(Point annotation entries for images)
^^^^^^^^^^^^^^^^

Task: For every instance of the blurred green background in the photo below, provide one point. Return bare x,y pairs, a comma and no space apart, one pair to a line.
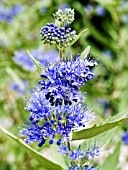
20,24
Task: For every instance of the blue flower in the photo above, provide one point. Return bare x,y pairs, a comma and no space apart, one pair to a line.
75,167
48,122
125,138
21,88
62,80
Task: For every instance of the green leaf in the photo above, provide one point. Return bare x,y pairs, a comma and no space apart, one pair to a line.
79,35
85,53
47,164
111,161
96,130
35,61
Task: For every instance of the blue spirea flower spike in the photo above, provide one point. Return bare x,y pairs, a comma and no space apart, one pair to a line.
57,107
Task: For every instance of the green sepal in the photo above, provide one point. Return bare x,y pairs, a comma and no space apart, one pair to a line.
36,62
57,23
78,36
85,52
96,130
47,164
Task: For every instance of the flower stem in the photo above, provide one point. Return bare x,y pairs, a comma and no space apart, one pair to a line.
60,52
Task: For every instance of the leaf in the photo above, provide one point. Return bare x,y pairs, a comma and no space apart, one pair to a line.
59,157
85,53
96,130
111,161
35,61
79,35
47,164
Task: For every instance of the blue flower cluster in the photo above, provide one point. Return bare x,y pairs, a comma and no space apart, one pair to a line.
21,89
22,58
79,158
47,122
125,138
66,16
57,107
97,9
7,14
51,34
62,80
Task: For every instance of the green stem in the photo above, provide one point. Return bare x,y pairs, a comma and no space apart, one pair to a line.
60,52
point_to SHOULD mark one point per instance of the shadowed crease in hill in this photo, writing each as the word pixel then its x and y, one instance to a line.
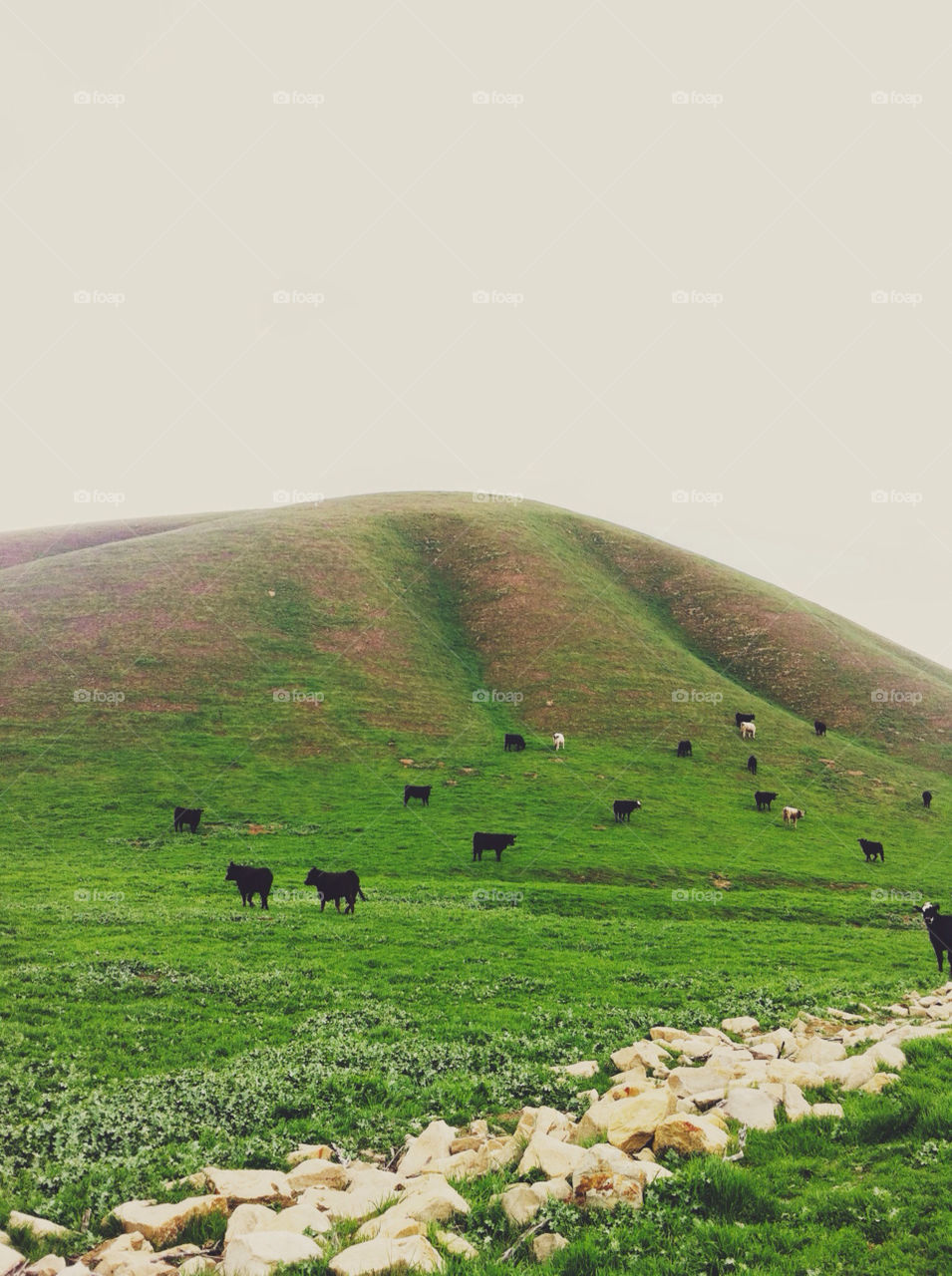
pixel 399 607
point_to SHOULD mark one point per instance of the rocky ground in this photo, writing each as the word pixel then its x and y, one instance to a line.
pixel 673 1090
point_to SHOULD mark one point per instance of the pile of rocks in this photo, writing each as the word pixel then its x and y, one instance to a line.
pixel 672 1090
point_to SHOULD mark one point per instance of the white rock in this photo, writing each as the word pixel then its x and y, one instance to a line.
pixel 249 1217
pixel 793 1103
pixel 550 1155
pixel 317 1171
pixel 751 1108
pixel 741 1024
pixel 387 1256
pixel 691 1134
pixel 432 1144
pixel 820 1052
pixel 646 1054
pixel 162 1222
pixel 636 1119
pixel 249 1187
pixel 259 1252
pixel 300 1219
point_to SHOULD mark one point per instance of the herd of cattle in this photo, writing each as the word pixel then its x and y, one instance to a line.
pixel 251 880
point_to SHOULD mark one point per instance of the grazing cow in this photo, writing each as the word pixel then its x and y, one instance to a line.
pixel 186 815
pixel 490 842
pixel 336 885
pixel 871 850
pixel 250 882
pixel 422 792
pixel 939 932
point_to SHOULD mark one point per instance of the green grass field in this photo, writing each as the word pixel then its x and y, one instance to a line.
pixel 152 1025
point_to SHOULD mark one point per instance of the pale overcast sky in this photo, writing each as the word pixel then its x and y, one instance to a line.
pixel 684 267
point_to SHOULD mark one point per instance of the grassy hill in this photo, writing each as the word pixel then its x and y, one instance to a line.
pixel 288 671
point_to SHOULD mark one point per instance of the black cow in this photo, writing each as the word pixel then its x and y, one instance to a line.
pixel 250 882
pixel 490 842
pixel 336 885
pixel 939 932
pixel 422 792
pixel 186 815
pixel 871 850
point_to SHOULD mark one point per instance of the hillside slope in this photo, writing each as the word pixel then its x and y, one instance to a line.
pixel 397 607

^^^^^^^^^^^^^^^^

▸ EXERCISE DESCRIPTION:
Format all of the lines above as a numbered list, skipping any blank lines. Leave the pictures out of your answer.

▸ TASK RESULT:
1. Task: For every instance of the blurred green background in the photo below, provide one point. Return bare x,y pairs, a comma and no space apart, one pair to a line.
2. 20,24
3. Task: For every instance of the blue flower in the photo above, provide one point. Return bare x,y pairs, a comma and no space apart, one pair to a line.
4. 75,167
5. 48,122
6. 125,138
7. 21,88
8. 62,80
9. Task: For every instance of the green leaf in the photo above, provide one point. Return bare x,y pairs, a comma and no space apart, one pair to a line.
10. 79,35
11. 85,53
12. 47,164
13. 111,161
14. 96,130
15. 35,61
16. Task: For every instance of the blue spirea flower spike in the photo above, provide one point. Return bare x,y pairs, a comma and no space apart, one pair to a line.
17. 57,107
18. Task: For every instance of the green sepal in the photo above, provide one point. Return bare x,y pairs, a comma and no space apart, one pair to a line.
19. 36,62
20. 57,23
21. 78,36
22. 85,52
23. 96,130
24. 47,164
25. Task: For every instance of the flower stem in the photo above, provide one point. Return bare x,y pairs, a comma and no space apart, one pair to a line.
26. 60,52
27. Task: For every instance of the leaf in the photo above, provide one point. Return bare x,y pairs, a comma and no space apart, one pair to a line.
28. 59,157
29. 85,53
30. 96,130
31. 111,161
32. 35,61
33. 79,35
34. 47,164
35. Task: For every instance of the blue flower cluster in the photo above, provide one point. Return bare x,y pairs, a comma and no space apart, one pair to a line.
36. 21,89
37. 22,58
38. 79,158
39. 47,122
40. 125,138
41. 66,16
42. 57,107
43. 97,9
44. 7,14
45. 51,34
46. 62,80
47. Task: For every instance of the green stem in the photo above, provide one point. Return bare x,y pairs, a comma and no space apart, one pair to a line.
48. 60,52
49. point_to SHOULD mark one point per instance of the shadowed crease in hill in this photo, writing each as the word pixel then its x and y, one instance to a line.
50. pixel 399 607
51. point_to SHOULD mark one point per instance of the rocky ground in this photo, writing each as the word pixel then its x and y, one instance to a line.
52. pixel 673 1090
53. point_to SHOULD mark one point per instance of the pile of rocks in this photo, writing each as the word pixel then its x and y, one instance to a line.
54. pixel 672 1090
55. point_to SHOULD mark one point per instance of the white rock in this photo, writing each as the word pixel then its x and y, one instance to a line.
56. pixel 249 1217
57. pixel 793 1103
58. pixel 550 1155
59. pixel 317 1171
60. pixel 751 1108
61. pixel 741 1024
62. pixel 387 1256
63. pixel 691 1134
64. pixel 432 1144
65. pixel 820 1052
66. pixel 646 1054
67. pixel 162 1222
68. pixel 636 1119
69. pixel 249 1187
70. pixel 259 1252
71. pixel 300 1219
72. point_to SHOULD mark one point per instance of the herd of cattle in this photo, writing each as the word pixel then its x and y, one instance to a line.
73. pixel 251 880
74. point_to SHOULD mark one point per instance of the grazing cow in this photo, writing each as the word pixel then its x and y, one instance to a line.
75. pixel 186 815
76. pixel 490 842
77. pixel 336 885
78. pixel 871 850
79. pixel 250 882
80. pixel 422 792
81. pixel 939 932
82. point_to SHOULD mark one point per instance of the green grass field in this photo, writing each as the word pixel then its x and y, one instance to a line.
83. pixel 152 1025
84. point_to SHOULD mark one point per instance of the pale overcast sky in this photo, writing each as the word pixel then its x and y, one instance to a line.
85. pixel 684 267
86. point_to SHOULD mark one point per instance of the grassy hill in this photo, writing each as the word pixel then its x and y, one instance to a line.
87. pixel 288 671
88. point_to SHOULD mark one point per instance of the black cow in this photo, writing each as the word pixel then its x and y, one instance to a line.
89. pixel 250 882
90. pixel 490 842
91. pixel 336 885
92. pixel 939 932
93. pixel 422 792
94. pixel 186 815
95. pixel 871 850
96. point_to SHOULD mark one point per instance of the hillside slope in this photo, writing each as the word pixel then its x and y, one instance to a line.
97. pixel 397 607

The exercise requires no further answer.